Start Material provided

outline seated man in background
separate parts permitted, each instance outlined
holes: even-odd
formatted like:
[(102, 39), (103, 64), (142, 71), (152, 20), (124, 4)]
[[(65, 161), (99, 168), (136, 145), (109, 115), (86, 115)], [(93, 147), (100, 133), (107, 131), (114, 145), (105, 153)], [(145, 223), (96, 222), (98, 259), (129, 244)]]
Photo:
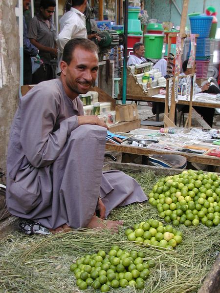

End Material provided

Copy every line of the items above word for word, omitting the pictures.

• _Finished task_
outline seated man in background
separate parts permitted, each instance outlined
holes: even-odd
formatted like:
[(102, 39), (103, 64), (142, 71), (152, 20), (124, 4)]
[[(65, 161), (99, 168), (136, 145), (109, 115), (86, 115)], [(93, 147), (100, 133), (107, 131), (114, 145), (105, 153)], [(145, 223), (96, 222), (98, 259), (129, 244)]]
Photo:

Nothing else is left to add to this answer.